== Bereitgestellter Auszug ==
Es gibt Vorläufer des Streichquartetts vor Haydn und Boccherini. Das beweist mit seinen Sonate a quattro, die ausdrücklich ohne Cembalo gespielt werden sollen, Alessandro Scarlatti. Meisterlich interpretiert vom Quartett Les Récréations.

CD-Cover: Alessandro Scarlatti: Sonate a quattro | Bildquelle: © Ricercar

Bildquelle: © Ricercar

Fast zeitgleich haben Joseph Haydn in Wien und Luigi Boccherini in Mailand in der Mitte des 18. Jahrhunderts das Streichquartett entwickelt und definiert. Zwei Geigen, eine Bratsche und ein Cello von homogenem Klang führen vier Sätze lang ein ausdrucksstarkes musikalisches Gespräch, bei dem jede Stimme gleichwertig agiert. Doch bereits 30 Jahre vorher schuf der berühmte Opernkomponist Alessandro Scarlatti mit seinen vier Sonate a quattro eine Vorform des Streichquartetts.
===
Was zu tun ist: Schreibe die Fortsetzung des Textes über Scarlattis Sonate a quattro im Anschluss an seinen letzten Satz. Die Einträge stehen für sich und gehören nicht zum Text über Scarlattis Sonate a quattro.
== Datensatz ==
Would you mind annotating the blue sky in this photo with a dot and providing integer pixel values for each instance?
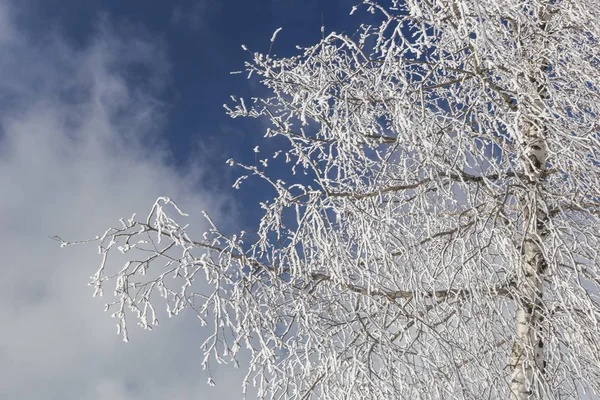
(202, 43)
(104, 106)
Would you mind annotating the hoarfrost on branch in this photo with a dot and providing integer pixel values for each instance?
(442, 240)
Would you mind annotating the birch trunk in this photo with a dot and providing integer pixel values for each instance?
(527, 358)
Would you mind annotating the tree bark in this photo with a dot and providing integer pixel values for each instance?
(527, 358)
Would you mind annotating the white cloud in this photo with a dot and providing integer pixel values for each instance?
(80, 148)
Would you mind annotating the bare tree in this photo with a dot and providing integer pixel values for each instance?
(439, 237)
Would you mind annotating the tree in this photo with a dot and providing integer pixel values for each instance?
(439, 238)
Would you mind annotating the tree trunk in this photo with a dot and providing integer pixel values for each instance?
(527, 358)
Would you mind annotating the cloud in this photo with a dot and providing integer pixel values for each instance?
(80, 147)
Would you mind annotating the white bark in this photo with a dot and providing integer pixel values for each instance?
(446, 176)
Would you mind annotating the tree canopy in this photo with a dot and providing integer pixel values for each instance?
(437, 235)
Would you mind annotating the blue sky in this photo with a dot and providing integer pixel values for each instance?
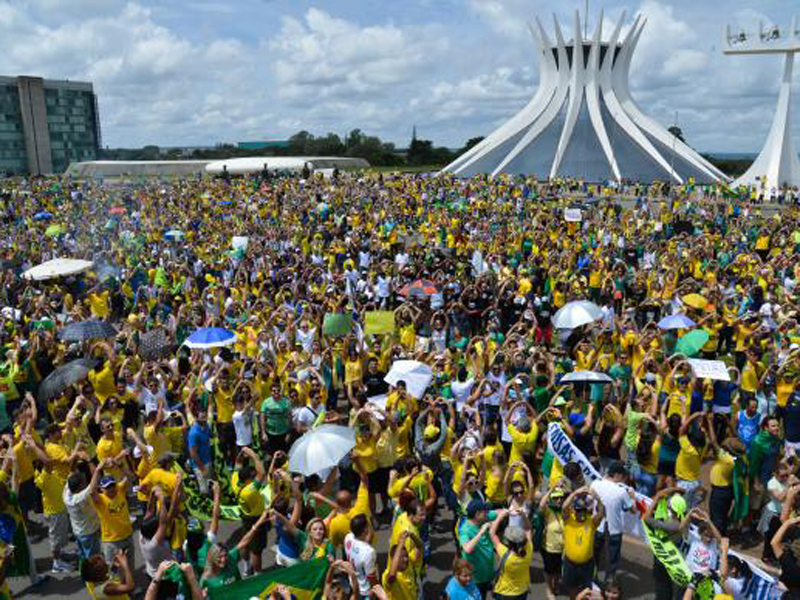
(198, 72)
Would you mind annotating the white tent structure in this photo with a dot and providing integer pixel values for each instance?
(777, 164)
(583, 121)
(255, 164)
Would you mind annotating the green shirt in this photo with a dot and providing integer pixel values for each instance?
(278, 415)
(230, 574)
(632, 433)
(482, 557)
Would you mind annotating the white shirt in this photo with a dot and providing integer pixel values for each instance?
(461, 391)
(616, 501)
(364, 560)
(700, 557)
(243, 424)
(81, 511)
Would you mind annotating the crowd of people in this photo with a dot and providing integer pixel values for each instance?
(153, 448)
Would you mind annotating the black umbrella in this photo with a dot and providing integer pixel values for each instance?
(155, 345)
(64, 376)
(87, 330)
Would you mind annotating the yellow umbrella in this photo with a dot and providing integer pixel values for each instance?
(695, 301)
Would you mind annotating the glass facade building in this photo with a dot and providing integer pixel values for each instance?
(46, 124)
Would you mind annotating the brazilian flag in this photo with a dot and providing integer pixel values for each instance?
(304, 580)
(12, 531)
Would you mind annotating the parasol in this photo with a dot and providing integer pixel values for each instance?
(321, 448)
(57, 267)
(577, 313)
===
== Datensatz ==
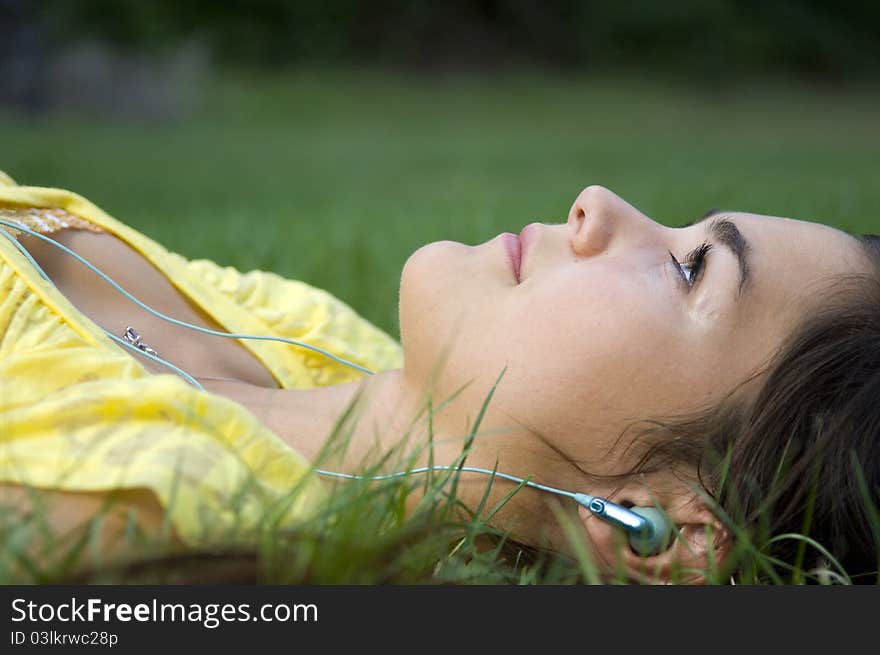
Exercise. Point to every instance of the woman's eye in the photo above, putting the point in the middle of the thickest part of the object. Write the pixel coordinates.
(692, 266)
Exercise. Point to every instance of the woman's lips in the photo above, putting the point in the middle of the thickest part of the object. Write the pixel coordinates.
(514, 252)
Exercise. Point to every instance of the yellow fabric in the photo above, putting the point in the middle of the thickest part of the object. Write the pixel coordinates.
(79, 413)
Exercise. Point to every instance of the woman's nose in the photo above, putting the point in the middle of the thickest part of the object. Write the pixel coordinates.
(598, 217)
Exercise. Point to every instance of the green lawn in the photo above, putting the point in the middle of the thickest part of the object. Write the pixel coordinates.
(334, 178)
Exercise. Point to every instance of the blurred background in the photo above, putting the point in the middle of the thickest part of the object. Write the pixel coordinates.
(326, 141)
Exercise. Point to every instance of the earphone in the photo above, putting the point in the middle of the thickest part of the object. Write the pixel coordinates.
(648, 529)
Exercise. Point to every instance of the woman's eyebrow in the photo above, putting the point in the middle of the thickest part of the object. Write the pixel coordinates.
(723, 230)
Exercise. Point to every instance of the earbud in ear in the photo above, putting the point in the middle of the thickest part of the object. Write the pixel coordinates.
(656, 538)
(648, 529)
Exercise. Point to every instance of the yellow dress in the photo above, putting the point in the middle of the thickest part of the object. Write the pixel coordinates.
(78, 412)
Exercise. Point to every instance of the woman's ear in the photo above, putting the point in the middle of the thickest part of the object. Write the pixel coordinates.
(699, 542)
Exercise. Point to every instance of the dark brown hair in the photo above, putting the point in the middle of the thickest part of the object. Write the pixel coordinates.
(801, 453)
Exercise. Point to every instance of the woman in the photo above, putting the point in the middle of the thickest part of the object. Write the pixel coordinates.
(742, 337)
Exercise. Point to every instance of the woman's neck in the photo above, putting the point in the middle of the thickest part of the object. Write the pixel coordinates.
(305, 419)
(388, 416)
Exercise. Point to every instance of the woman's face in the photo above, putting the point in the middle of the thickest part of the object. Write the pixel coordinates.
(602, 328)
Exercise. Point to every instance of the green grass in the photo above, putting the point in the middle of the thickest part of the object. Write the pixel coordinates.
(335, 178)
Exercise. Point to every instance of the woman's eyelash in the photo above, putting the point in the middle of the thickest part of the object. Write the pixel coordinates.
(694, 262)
===
== Datensatz ==
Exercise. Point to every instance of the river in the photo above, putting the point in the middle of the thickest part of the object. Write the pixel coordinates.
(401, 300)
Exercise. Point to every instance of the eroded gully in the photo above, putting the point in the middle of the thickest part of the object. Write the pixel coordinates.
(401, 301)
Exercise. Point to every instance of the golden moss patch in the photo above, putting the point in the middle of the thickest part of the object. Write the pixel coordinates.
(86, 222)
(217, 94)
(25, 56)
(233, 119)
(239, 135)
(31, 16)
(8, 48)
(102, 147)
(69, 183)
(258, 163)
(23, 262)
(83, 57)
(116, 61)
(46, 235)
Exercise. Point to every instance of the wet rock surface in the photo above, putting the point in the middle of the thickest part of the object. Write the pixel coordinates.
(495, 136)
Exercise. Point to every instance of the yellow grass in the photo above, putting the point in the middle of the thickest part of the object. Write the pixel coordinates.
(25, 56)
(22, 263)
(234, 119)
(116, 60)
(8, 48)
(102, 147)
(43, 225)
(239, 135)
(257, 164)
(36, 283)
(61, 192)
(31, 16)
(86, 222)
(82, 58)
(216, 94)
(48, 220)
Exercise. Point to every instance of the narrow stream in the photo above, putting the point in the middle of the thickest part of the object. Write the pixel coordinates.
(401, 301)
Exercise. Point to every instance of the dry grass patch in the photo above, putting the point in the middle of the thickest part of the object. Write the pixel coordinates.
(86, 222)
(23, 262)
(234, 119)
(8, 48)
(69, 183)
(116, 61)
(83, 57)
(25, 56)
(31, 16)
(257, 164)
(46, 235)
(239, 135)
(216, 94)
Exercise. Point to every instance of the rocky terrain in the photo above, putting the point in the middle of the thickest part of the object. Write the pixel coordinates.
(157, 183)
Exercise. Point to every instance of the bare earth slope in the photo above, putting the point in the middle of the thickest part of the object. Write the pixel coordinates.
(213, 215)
===
Schriftliche Antwort:
Ohne Cembalo

Scarlatti befreite das Cello aus seiner Generalbassfunktion und gab ihm eine gleichberechtigte Stimme. Auch die Bratsche wertete er von einer Füllstimme zu einer eigenständigen Mittelstimme auf. Und damit nur ja keine Unklarheiten aufkamen, ob es sich bei seinen Sonate a quattro nicht doch um Triosonaten mit Generalbassbegleitung handeln könnte, bei denen man das Cello durch ein Tasteninstrument ersetzen darf, schrieb Scarlatti über alle vier Quartette klar und deutlich senza Cembalo - ohne Cembalo.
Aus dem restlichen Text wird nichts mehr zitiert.